解説:「AIもコンピュータもアメリカ生まれなんだから、アメリカの企業に任せれば良くね」という、アメリカン合理的主義で判断する人向け。
権限も人材も技術もアメリカ本社が最優先であり、製品開発も「USA is No.1」思想なので、何を頼んでも「ウチの製品をそのまま使え」と返答されます。
どうしても業務に合わせてカスタマイズしたい場合は、ゴルゴ13への依頼並みに札束を積みましょう。
資料は全て英語ですし、サポートが英語でも文句は言えません、だって外資系だから。
時々物好きな会社が島国ジャップのために資料を翻訳したり、サポートを日本語で対応してくれますが、ボッタクリ価格をふっかけるためなので、お人好し日本人にならないように。
なお、「不具合」は「仕様」なので、文句があるなら弁護士&裁判所まで。
探偵の助手みたいな名前の製品が導入されてますが、それが出来るのは宣伝費込みで無駄な予算を持っている会社だけです。
そう、サグラダ・ファミリアみたいな青い銀行のように。

・有名AI開発会社ガチャ
費用:ボッタクリ
技術力:それなり
成功率:そこそこ

解説:知名度や実績のあるAI開発会社であり、新興ベンチャーとして上場している会社もあります。
よくAIやデータサイエンティストのセミナーに登壇したり、業界団体の主要ポジションを務めるくらいに、発言力や政治力のある会社も含みます。
"それなり"の技術力と人材により、成功率も"そこそこ"に高いものの、昨今のAIブームにより開発費がやたら高騰していたり、スケジュールが1年先になる事も覚悟しましょう。
また、急遽増員したので人材育成が間に合わず、新人をアサインされる可能性も考慮するのが無難です。
会社の沿革を見るとそもそもAIと関係ない過去が見え隠れする会社もありますが、そこは変化に柔軟に対応してきた証拠です。
ちなみに、ニュースサイトに掲載される「大企業のAI導入事例」は、大抵この手の会社が請け負ってます。

・独立系SIerガチャ
費用:ゴネると下がる
技術力:虚無
成功率:カミカゼ

いわゆる「人売りIT企業」を指します。

実施する課題
次の各記述が上の抜粋の内容と一致するかを「はい」か「いいえ」で答え、判断の決め手となる抜粋中の語句をそのまま引用せよ。
1. 有名AI開発会社ガチャの成功率は「そこそこ」とされている。
2. 独立系SIerガチャの費用は、交渉しても下がらないとされている。
3. 外資系の資料はすべて英語だとされている。

データ行
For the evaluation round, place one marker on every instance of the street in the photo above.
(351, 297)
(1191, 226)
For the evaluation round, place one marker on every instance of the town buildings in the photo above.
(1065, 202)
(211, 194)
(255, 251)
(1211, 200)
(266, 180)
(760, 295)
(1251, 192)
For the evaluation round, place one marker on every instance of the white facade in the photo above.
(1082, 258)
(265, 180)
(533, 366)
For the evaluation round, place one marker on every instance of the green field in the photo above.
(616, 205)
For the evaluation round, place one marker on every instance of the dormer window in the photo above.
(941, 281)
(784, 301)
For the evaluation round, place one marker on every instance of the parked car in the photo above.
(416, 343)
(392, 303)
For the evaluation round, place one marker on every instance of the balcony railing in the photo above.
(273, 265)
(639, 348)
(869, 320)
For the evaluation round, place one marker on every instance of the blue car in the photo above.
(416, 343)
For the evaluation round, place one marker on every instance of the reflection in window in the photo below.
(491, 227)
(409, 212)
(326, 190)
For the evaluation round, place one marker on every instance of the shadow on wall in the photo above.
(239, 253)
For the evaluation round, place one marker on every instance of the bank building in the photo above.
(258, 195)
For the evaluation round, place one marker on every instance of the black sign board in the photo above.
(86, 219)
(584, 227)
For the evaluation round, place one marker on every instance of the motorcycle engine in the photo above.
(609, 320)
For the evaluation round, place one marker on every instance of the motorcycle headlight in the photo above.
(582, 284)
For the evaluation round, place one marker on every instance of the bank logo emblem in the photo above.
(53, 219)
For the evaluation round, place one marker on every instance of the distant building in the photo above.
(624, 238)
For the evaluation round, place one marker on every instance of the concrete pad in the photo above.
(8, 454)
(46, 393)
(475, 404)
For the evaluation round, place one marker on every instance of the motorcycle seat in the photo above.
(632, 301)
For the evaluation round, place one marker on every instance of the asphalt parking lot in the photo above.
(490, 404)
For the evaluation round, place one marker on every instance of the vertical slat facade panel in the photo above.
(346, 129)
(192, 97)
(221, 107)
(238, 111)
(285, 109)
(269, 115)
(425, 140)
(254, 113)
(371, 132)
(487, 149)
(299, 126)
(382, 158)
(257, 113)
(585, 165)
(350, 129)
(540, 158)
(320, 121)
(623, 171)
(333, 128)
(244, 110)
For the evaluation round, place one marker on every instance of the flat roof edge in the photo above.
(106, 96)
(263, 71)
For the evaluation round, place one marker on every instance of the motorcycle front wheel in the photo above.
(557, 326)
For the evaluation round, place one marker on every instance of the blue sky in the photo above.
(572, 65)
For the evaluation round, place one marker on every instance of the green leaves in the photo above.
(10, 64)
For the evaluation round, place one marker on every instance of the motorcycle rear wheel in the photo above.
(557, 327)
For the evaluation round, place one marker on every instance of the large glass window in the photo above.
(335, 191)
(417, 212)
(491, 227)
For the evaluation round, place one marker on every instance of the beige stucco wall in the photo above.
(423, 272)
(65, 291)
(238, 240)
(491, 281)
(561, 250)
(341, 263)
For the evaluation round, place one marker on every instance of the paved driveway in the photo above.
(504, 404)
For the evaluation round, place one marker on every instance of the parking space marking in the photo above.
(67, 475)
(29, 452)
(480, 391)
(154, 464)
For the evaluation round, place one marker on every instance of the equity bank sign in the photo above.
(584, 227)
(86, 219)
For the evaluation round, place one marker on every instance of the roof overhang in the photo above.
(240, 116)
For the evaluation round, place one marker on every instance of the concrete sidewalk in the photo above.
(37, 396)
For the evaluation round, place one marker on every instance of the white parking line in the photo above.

課題の解答
1. はい:「成功率:そこそこ」
2. いいえ:「費用:ゴネると下がる」
3. はい:「資料は全て英語ですし」